* **Set problem**:
In the forum thread below about a Norfolk pine salad bowl, retype the passage starting at "# Norfolk pine" and ending at "oil so far.".

* **Document excerpt**:
**********

# Norfolk pine salad bowl and misc



## WoodLove (Feb 4, 2014)

Well there almost nothing better than spending a day in the shop and have most things work out well. Today was one of those days. I made good with some design opportunities on a few bowls, then turned a cypress bowl and decided to finish off the day turning a dry piece of Norfolk island pine I've been shifting around the shop for a while. It wasn't a piece with knots but did have nice color. Anyways, about an hour later this is what I ended in with. It's 11x4 and has 2 coats of mineral oil so far.
Sorry. Give me a few minutes to take pics and upload cream. Thanks.


----------



## SENC (Feb 4, 2014)

Tease!


----------



## WoodLove (Feb 4, 2014)

ok..... tried to do it from my phone..... epic fail...... here ya go:


 

 That beautiful girl smiling at everyone is Lila Belle...... shes my new 7 month old fur baby..... and Airedale terrier mix..... she's already gotten ahold of my OSHA approved Crocs and tried to claim them as her new chew toy.

Reactions: Like 6


----------



## ironman123 (Feb 4, 2014)

Looks good. Don't squash the puppy. Oh and the bowl looks good to. 

Ray


----------



## NYWoodturner (Feb 4, 2014)

Looks Good Jamie! Careful though. Looks like Lila Belle has her eye on the bowl too.

Reactions: Agree 1


----------



## WoodLove (Feb 4, 2014)

**********

* **Dataset excerpts**:
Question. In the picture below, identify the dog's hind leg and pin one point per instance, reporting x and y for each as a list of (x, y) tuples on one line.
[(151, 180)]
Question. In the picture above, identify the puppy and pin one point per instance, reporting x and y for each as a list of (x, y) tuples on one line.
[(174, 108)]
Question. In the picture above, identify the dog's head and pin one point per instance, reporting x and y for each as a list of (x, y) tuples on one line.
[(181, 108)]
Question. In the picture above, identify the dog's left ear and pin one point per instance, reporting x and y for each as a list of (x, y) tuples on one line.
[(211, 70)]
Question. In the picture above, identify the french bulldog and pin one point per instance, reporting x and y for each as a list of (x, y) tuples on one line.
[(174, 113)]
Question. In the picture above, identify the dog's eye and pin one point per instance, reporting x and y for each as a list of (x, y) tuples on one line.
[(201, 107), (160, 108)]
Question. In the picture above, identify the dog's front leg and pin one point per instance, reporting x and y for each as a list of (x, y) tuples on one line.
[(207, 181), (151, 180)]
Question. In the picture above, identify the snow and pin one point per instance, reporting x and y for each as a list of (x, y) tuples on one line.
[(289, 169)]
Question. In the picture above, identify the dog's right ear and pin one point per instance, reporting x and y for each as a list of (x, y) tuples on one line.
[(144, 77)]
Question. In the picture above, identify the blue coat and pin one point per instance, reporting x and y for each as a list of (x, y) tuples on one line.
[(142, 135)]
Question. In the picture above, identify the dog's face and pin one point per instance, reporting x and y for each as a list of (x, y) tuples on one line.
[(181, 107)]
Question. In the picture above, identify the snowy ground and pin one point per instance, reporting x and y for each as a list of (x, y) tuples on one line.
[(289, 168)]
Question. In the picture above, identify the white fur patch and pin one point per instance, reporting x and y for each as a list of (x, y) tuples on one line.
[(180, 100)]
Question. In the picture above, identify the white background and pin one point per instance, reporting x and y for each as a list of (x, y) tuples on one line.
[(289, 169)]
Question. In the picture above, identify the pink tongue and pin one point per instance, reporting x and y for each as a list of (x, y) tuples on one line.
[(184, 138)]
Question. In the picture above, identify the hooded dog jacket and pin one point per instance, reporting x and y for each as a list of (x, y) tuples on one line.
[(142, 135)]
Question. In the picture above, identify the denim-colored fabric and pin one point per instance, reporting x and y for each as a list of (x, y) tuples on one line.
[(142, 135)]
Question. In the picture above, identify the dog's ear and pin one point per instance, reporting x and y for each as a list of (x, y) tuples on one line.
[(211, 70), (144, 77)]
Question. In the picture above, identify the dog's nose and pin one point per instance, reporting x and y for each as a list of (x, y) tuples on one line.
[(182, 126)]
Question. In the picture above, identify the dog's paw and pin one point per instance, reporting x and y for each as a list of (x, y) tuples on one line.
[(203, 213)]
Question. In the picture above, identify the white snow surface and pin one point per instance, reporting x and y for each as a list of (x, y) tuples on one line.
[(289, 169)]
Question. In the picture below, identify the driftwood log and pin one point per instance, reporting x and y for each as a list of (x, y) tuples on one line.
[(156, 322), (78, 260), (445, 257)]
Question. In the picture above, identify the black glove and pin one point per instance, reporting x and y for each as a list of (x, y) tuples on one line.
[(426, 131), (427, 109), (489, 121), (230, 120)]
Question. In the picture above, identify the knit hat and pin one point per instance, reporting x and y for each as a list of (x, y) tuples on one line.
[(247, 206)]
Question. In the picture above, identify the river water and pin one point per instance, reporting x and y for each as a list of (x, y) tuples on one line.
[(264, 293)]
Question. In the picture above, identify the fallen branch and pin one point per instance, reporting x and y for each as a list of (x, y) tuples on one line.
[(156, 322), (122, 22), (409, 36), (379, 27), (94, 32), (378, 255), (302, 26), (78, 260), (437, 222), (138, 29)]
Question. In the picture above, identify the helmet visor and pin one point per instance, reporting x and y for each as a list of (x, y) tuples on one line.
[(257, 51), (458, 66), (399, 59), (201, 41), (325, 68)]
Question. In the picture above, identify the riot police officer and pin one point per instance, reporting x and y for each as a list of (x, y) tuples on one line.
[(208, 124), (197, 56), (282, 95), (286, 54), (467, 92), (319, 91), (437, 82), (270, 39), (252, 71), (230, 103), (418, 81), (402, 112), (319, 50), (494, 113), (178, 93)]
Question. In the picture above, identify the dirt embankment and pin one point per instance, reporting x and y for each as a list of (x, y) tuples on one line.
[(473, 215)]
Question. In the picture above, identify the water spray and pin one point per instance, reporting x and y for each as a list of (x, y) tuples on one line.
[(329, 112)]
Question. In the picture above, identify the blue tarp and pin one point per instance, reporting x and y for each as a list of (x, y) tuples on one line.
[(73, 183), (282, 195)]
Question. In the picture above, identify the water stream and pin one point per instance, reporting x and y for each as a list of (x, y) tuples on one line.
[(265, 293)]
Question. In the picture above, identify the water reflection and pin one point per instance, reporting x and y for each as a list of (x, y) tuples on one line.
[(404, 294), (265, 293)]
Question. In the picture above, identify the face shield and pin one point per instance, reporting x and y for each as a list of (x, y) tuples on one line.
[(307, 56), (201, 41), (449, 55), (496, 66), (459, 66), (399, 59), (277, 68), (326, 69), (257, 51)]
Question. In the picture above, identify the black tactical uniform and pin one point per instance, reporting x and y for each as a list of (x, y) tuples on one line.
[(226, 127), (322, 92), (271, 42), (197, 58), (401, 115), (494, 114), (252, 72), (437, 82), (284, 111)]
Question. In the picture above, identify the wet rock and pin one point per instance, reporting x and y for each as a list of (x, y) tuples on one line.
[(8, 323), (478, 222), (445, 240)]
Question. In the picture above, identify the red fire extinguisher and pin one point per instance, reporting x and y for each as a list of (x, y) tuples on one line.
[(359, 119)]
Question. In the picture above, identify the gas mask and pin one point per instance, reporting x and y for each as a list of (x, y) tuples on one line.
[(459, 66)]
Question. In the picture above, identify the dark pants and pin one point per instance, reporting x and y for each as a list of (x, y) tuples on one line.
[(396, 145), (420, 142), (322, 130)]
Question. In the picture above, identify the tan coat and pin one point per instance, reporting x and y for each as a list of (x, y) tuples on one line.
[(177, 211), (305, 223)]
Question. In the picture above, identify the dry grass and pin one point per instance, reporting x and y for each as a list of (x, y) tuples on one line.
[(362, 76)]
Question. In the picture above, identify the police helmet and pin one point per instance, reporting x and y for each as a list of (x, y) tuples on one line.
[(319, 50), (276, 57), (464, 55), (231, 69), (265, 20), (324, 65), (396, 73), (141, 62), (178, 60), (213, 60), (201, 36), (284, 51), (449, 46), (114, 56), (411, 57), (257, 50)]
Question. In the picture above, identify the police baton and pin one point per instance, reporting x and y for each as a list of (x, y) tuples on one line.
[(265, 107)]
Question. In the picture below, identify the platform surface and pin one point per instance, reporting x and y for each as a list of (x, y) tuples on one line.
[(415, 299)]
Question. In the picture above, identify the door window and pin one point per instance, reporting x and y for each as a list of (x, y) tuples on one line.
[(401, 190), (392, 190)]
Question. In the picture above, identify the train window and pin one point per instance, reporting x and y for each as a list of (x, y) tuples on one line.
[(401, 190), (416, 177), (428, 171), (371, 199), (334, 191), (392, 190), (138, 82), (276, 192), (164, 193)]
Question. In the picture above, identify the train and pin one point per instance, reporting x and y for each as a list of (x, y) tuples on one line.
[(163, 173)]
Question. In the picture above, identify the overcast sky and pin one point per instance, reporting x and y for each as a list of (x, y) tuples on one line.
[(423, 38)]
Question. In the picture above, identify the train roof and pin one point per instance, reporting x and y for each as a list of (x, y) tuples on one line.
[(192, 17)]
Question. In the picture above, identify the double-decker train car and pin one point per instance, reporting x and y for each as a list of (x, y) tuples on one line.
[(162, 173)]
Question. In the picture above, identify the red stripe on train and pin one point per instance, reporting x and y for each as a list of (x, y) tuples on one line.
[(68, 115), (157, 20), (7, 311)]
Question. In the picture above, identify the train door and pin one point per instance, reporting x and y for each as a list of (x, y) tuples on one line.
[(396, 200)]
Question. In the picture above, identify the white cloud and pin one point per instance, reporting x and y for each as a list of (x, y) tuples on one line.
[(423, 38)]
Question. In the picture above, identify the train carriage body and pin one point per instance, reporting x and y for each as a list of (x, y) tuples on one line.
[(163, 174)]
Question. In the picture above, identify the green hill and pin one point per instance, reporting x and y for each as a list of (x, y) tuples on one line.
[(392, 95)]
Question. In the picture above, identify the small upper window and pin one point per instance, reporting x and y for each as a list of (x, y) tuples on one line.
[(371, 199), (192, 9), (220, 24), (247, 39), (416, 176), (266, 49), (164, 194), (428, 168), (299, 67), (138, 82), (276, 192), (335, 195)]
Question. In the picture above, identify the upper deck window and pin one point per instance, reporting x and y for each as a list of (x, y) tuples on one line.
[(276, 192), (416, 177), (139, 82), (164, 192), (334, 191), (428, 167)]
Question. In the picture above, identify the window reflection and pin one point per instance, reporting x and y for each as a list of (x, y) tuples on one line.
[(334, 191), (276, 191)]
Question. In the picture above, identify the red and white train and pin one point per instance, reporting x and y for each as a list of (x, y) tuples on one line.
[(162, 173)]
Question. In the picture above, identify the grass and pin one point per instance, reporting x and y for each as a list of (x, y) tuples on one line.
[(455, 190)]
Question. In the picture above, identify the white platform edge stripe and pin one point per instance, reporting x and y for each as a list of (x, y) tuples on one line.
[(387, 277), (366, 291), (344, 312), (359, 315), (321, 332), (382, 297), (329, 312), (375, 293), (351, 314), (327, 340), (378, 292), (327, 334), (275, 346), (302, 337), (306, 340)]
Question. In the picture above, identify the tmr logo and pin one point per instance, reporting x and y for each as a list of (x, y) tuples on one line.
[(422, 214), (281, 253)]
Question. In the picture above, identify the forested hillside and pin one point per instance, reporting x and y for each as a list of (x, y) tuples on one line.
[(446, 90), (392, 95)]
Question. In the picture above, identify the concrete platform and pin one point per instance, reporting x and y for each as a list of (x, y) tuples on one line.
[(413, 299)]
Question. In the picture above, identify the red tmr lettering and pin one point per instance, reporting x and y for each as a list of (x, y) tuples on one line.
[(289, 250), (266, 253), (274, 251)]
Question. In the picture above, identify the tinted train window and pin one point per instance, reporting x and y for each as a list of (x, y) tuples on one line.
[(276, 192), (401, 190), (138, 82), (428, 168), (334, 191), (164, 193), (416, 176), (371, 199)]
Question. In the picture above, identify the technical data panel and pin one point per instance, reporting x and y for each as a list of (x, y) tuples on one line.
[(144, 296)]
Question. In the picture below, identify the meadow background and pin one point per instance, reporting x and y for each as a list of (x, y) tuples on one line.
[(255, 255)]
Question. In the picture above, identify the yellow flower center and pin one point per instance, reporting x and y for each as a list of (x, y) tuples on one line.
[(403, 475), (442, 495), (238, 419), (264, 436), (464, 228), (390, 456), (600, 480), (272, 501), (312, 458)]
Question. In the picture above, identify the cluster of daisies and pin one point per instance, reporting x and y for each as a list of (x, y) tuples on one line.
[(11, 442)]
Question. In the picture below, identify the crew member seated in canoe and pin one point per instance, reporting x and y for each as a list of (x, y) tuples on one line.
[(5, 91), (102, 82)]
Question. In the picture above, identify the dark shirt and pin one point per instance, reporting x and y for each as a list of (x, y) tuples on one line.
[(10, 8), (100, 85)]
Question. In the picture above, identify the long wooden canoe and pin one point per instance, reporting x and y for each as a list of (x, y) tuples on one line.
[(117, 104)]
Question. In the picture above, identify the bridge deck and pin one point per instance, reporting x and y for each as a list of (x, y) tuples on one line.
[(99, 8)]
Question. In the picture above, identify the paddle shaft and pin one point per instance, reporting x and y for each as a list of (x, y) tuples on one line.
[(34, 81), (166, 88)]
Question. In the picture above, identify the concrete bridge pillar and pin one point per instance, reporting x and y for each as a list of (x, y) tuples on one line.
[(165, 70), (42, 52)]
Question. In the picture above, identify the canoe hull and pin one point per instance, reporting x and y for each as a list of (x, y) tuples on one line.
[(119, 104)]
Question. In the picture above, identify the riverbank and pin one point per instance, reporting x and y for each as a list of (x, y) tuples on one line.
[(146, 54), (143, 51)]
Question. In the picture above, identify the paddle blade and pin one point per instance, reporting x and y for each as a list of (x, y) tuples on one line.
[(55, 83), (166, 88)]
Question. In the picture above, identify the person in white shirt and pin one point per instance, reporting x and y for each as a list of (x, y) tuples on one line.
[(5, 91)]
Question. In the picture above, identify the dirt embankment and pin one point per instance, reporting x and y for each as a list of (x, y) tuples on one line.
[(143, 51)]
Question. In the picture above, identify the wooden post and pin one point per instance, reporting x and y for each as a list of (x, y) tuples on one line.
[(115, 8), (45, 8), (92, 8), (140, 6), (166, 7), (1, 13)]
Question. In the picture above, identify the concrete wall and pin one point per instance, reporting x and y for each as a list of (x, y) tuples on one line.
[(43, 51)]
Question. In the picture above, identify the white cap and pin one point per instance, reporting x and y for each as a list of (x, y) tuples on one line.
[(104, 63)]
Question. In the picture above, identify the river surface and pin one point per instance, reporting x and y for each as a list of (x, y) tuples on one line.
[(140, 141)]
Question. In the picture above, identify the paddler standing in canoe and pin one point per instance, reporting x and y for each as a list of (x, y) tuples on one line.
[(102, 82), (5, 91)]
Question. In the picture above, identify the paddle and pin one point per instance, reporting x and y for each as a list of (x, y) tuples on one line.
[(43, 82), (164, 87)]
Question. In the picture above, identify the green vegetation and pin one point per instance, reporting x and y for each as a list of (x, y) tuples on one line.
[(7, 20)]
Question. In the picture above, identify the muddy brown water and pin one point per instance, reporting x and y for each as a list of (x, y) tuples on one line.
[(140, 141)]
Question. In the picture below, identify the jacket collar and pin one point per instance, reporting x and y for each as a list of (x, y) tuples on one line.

**********

* **Solution to this task**:
# Norfolk pine salad bowl and misc



## WoodLove (Feb 4, 2014)

Well there almost nothing better than spending a day in the shop and have most things work out well. Today was one of those days. I made good with some design opportunities on a few bowls, then turned a cypress bowl and decided to finish off the day turning a dry piece of Norfolk island pine I've been shifting around the shop for a while. It wasn't a piece with knots but did have nice color. Anyways, about an hour later this is what I ended in with. It's 11x4 and has 2 coats of mineral oil so far.